[Rows from a pointing dataset]
......
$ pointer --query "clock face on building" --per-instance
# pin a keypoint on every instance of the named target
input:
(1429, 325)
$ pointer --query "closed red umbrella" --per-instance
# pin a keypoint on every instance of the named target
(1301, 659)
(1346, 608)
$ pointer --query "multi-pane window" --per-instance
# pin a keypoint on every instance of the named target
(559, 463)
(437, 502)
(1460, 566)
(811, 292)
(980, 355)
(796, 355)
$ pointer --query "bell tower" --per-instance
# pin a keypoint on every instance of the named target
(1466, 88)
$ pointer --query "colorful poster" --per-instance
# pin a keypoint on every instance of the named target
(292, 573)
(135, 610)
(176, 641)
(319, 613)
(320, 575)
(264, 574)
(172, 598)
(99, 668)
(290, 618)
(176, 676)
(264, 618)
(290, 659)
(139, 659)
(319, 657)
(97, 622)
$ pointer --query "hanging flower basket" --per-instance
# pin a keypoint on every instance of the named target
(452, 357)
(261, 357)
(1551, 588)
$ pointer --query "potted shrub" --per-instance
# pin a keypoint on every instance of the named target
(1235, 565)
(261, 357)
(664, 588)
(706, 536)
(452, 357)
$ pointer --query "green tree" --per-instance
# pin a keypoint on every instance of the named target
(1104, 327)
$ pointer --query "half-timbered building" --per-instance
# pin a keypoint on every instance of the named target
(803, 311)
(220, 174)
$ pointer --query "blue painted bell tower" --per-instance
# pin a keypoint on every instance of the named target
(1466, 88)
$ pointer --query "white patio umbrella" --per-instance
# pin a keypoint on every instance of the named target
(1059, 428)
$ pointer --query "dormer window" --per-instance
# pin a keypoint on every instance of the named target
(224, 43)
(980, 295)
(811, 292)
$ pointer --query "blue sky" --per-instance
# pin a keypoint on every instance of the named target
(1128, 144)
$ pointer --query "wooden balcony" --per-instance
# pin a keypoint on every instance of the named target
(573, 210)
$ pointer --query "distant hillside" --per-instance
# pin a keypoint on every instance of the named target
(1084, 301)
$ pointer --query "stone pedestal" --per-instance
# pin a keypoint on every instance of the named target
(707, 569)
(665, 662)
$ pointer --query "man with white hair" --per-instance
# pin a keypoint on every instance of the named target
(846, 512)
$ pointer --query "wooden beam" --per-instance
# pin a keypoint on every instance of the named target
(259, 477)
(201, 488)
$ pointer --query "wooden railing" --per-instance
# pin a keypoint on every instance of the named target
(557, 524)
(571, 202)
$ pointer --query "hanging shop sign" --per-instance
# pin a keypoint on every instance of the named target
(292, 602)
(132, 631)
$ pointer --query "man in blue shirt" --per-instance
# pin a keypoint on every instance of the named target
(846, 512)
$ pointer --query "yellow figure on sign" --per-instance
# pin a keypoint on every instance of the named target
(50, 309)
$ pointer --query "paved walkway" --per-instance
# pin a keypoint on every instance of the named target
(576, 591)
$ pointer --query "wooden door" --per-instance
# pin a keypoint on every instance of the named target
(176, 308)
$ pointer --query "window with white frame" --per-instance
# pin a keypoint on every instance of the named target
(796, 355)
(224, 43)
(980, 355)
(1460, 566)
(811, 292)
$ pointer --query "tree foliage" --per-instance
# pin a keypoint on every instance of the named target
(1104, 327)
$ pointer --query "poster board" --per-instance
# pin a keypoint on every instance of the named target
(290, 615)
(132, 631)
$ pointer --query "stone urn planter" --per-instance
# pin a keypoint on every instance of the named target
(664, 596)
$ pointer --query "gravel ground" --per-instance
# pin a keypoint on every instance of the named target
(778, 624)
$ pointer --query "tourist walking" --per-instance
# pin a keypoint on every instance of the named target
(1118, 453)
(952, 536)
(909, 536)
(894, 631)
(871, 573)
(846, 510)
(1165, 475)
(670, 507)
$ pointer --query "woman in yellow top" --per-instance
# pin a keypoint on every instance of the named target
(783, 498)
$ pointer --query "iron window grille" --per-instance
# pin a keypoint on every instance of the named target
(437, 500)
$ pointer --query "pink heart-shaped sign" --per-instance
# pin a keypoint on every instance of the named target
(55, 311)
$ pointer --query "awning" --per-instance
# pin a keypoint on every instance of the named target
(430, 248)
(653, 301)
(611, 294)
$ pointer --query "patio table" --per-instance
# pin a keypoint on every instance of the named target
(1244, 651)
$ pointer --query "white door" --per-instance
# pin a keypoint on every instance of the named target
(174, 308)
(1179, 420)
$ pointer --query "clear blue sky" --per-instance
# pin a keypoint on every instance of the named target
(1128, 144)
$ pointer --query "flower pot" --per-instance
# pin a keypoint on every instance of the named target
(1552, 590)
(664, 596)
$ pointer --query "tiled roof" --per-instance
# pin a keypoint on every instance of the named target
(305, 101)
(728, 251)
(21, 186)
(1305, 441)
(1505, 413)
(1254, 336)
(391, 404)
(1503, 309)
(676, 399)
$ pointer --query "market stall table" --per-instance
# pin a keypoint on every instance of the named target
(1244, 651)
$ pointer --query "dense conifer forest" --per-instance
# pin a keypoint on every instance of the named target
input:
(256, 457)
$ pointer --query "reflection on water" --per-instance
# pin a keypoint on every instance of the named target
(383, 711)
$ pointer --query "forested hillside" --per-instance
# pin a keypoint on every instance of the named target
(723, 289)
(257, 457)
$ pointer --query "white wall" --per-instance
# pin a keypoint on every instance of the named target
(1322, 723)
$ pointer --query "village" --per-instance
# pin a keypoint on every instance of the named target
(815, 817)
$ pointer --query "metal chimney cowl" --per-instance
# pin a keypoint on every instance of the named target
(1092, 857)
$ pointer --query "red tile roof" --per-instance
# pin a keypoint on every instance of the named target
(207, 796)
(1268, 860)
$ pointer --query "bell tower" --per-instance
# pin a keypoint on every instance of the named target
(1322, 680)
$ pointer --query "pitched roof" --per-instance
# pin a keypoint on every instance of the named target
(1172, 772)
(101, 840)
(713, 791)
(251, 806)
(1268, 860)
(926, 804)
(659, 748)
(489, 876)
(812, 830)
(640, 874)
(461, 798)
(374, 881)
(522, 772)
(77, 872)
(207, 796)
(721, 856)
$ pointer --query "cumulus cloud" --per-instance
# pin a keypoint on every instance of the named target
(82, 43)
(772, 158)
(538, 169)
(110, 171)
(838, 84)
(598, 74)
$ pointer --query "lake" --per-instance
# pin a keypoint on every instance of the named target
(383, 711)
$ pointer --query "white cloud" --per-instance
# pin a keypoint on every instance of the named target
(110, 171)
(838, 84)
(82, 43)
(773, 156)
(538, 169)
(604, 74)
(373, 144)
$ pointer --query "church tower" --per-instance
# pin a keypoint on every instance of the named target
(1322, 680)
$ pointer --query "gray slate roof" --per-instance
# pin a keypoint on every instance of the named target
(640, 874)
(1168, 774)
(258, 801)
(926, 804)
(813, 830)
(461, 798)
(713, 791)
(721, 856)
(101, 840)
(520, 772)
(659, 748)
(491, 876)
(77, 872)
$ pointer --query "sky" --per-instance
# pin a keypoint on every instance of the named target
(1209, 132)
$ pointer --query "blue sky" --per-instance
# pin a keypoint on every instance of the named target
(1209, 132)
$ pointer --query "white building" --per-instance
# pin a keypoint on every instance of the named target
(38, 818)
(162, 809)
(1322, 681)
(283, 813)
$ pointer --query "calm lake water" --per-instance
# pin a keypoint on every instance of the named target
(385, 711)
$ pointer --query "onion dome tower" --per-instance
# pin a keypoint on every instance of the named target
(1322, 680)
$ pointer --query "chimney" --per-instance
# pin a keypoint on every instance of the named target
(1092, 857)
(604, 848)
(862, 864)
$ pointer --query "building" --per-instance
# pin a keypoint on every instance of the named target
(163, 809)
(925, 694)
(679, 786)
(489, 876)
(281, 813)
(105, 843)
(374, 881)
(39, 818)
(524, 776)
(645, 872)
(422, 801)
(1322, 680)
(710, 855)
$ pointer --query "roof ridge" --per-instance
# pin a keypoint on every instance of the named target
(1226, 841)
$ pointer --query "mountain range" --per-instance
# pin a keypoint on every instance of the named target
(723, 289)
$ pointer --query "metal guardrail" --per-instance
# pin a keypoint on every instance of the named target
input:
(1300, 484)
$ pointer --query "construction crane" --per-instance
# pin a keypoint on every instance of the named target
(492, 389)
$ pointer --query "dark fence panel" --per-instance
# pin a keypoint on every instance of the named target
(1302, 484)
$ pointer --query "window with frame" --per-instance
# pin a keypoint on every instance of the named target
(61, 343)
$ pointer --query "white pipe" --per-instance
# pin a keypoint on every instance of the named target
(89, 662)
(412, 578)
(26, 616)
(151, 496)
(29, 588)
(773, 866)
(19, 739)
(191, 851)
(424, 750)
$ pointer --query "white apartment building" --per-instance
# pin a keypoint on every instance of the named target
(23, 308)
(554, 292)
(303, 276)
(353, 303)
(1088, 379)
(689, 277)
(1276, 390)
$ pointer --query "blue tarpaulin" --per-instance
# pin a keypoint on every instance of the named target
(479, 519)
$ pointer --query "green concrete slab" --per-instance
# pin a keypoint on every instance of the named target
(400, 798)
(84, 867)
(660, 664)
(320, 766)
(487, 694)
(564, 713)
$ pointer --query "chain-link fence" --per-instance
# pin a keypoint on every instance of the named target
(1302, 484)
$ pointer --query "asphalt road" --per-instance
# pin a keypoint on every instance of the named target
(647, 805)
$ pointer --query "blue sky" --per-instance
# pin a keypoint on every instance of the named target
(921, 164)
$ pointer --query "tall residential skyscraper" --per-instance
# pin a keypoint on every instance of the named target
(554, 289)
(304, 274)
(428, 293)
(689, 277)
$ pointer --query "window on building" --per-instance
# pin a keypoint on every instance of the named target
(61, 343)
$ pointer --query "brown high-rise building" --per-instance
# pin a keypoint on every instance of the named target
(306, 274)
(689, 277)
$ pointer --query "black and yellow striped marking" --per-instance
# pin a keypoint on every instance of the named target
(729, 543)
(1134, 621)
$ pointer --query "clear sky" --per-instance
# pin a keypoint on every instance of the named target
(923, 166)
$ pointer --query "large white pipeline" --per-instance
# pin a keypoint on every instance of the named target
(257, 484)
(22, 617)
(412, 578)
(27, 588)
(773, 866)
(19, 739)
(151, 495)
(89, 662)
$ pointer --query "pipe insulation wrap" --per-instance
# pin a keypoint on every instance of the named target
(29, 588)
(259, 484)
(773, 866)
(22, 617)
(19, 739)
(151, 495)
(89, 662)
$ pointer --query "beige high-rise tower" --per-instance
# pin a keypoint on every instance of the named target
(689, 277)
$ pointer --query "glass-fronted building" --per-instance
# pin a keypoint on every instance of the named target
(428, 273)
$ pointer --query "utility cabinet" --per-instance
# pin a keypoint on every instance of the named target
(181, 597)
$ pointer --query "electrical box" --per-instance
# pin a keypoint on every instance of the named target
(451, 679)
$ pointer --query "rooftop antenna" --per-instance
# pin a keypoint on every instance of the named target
......
** Set task **
Please print the stretch of the records above from the line containing "and yellow striped" through the end of the records, copying every line without any change.

** Complete output **
$ pointer --query "black and yellow striped marking" --per-instance
# pin a keypoint on every instance of the named target
(729, 543)
(1134, 621)
$ pointer --query "clear sky" --per-instance
# pin a keypoint on every instance of the named target
(923, 166)
$ pointer --query "large white pipeline" --per-instance
# pin a keypoint on every instance of the named target
(257, 484)
(22, 617)
(412, 578)
(27, 588)
(773, 866)
(19, 739)
(151, 495)
(89, 662)
$ pointer --query "pipe insulation wrap" --per-instance
# pin a keypoint on every instance of the named target
(29, 588)
(259, 484)
(773, 866)
(22, 617)
(19, 739)
(151, 495)
(89, 662)
$ pointer --query "beige high-rise tower" --per-instance
# pin a keypoint on every instance of the named target
(689, 277)
$ pointer --query "glass-fronted building" --per-instance
# pin a keypoint on every instance of the named target
(428, 273)
$ pointer --query "utility cabinet" --per-instance
# pin a keypoint on every instance of the named target
(181, 597)
$ pointer --query "electrical box" --per-instance
# pin a keypoint on every instance of the named target
(451, 679)
$ pointer --query "rooftop antenna" --per-instance
# pin a keypoint on every instance of the named target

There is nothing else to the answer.